> [Task to complete]: Reproduce the listing below character for character; drop every image.
★ ★ ★ ★ ★ ★ ★
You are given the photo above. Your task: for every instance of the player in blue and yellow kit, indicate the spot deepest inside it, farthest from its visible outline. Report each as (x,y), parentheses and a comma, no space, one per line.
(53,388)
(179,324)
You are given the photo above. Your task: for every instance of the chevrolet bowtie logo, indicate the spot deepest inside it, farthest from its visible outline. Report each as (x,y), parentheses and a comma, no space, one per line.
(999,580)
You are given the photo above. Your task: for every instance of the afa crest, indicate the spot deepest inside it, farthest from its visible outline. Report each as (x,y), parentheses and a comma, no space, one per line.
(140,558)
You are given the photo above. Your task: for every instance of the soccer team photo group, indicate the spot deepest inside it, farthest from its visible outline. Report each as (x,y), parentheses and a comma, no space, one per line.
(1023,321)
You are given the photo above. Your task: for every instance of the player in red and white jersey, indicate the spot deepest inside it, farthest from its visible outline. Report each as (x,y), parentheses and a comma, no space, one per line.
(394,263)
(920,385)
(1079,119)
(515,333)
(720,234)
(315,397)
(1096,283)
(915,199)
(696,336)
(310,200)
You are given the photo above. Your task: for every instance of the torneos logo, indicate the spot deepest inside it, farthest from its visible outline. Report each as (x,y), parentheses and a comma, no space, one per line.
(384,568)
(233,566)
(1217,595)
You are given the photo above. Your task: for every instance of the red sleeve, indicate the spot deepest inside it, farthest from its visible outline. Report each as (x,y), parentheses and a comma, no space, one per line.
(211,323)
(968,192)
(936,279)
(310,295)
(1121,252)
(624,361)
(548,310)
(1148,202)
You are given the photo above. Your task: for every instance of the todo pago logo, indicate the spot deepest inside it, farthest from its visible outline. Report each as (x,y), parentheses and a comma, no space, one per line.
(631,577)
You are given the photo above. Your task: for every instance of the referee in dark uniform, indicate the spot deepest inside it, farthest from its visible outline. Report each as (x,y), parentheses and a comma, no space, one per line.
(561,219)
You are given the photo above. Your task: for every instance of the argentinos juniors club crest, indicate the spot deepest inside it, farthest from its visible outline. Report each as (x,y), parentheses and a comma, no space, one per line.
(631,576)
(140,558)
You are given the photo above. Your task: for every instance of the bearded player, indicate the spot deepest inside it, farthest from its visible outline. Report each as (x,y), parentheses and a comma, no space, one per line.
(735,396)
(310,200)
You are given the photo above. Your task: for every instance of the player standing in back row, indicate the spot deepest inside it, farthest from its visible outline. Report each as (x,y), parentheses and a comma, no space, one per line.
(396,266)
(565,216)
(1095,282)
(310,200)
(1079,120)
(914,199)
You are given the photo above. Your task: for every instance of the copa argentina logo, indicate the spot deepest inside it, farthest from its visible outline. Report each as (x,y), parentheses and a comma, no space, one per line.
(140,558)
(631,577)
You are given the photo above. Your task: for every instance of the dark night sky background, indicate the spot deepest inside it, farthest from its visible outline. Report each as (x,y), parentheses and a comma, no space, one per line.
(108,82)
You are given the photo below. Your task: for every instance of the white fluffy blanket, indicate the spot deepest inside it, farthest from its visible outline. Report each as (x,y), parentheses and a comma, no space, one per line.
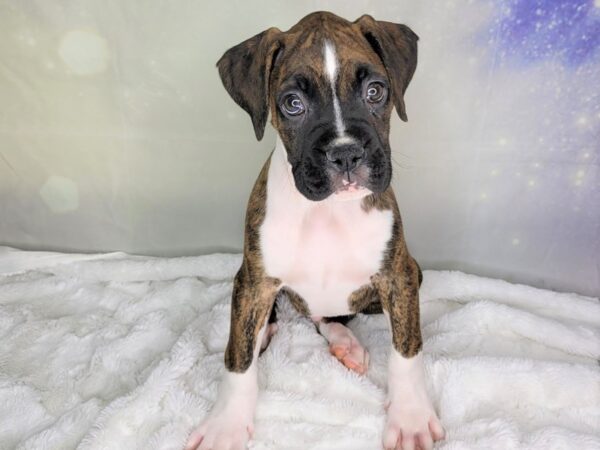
(122,352)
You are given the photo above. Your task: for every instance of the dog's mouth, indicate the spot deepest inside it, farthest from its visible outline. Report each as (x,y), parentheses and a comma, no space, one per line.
(350,185)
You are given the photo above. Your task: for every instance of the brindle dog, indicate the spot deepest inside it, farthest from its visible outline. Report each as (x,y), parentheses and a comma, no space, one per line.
(322,225)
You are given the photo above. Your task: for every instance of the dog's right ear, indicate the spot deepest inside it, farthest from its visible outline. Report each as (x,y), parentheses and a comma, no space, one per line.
(245,71)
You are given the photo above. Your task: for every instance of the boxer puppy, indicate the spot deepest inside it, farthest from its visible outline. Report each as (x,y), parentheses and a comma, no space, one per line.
(322,225)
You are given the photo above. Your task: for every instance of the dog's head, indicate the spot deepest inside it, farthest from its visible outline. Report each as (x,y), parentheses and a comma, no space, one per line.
(330,86)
★ ★ ★ ★ ★ ★ ★
> [Answer box]:
You are given the photo above. Your task: for every instance of the player in blue and yellow kit, indicate the spot deepest inside it, farthest from its visible outline. Report each as (x,y), parentheses and a comma, no space, one per line.
(53,388)
(179,324)
You are given the photo above. Your task: for every instance of the chevrolet bowtie logo, indicate the spot deepest inside it, farthest from its visible outline. Report each as (x,y), parentheses and a comma, no space, one per line.
(999,580)
You are given the photo above. Your task: for every instance of the afa crest, indicate the spot deepest inside it, farthest from its visible outline. Report each as (x,y), parentheses and a comma, no space, one per line.
(140,558)
You are given the photo above. Your task: for every instance of the soccer team photo group, indicate the spot deepest inside it, farthest from its visible outline. Report each as (x,y), parentheses and a comma, no space, one per line.
(1023,321)
You are given the photo above. Your task: for every instance of the player in red and white jersey, indicate the spot deepest inside it, farthest from its visible outline. Report each as (x,y), parentheses and a comma, no space, one per line.
(394,263)
(920,385)
(1079,119)
(515,333)
(720,234)
(315,397)
(1096,283)
(915,199)
(696,336)
(310,200)
You are given the photo above. Your task: for every instance of the torneos logo, indicate the spot deepest inside it, farthest from its visible outline. Report each as (x,y), parentheses and a comma, no space, one per line.
(384,568)
(233,566)
(1217,595)
You are given the photo above. Your task: for every instance of the red sleeve, indicate the spot deepest inside it, farthest from its visible outline. Report each as (x,y), parentheses and a comma, no space, one per line.
(211,323)
(968,192)
(936,279)
(310,295)
(1121,252)
(624,361)
(548,310)
(1148,202)
You are given the photo above. Your task: for every instance of the todo pago logo, indicate the spot deepest inside it, farthest from its visible outline. Report each as (x,y), parentheses and a comma, no space, one per line.
(631,577)
You are given the photo above. Your task: for every instance of the referee in dark uniform, indicate the spot deepest inside it, farthest from its visible outline. Report each as (x,y), parentheses and a comma, no space, one per line.
(561,219)
You are given the photo above. Your task: for every instance of the argentinos juniors club crest, indicate the spot deepest inside it, farthest from its visible outline. Report each as (x,y), parentheses and a comma, no space, one per line.
(631,576)
(140,558)
You are given the photo above. Your task: for every instance of the bearded player, indicate the spot deepest inside it, farthest from its visible outline. Report each as (x,y), parentheses and a comma, no space, one per line.
(735,396)
(310,200)
You are given the photo above. Your task: for every instance of the player standing in back row, indicate the spot deepest inside it, farthest from its visible outline. Report each as (x,y), parentheses and a comma, no space, one per line.
(396,266)
(565,216)
(1095,282)
(310,200)
(1079,120)
(914,199)
You are given the photo above. Your task: for every instance of the copa argentina logo, indicate the spot deepest inside it, farthest from its visible outline. Report each as (x,y), parentheses and a comma, no space, one per line.
(140,558)
(631,577)
You are given the photo above. Your task: for every instance of the dark night sky background, indicate the spot deepest inside it, farthest from its visible outline. Report each as (x,y), parentheses and a comma, no space, one per line.
(108,82)
You are given the photo below. Your task: for every instance of the white fluffy blanket, indicate the spot deepest inside it, farthest from its visible outline. Report each as (x,y), parentheses and a comma, no space, one per line.
(122,352)
You are given the photo above. Your task: for every instance of the dog's mouth, indicate the spot deepest inside it, farthest from its visible outline. Report each as (x,y), parentheses and a comma, no space, one per line.
(350,185)
You are given the photo above. Your task: for every instance of the brindle dog, indicate the spot deepest inside it, farthest from its visible outline. Report each as (x,y), parentheses and a comma, no space, one per line.
(322,225)
You are given the photo above. Your task: for every instance of the dog's right ear, indicate the spot deepest inside it, farthest from its visible outline. Report each as (x,y), parentheses and a comma, no space, one per line.
(245,71)
You are given the photo above. Your task: for every instance of the boxer puppy, indicate the spot deepest inside it, farthest from its visible outline. Report each as (x,y), parentheses and a comma, no space, one per line.
(322,225)
You are given the photo above. Your task: for every instance of the dog's head, indicate the spot deepest inside it, farthest from its visible outline. Report each as (x,y), parentheses and a comma, no space, one per line.
(330,86)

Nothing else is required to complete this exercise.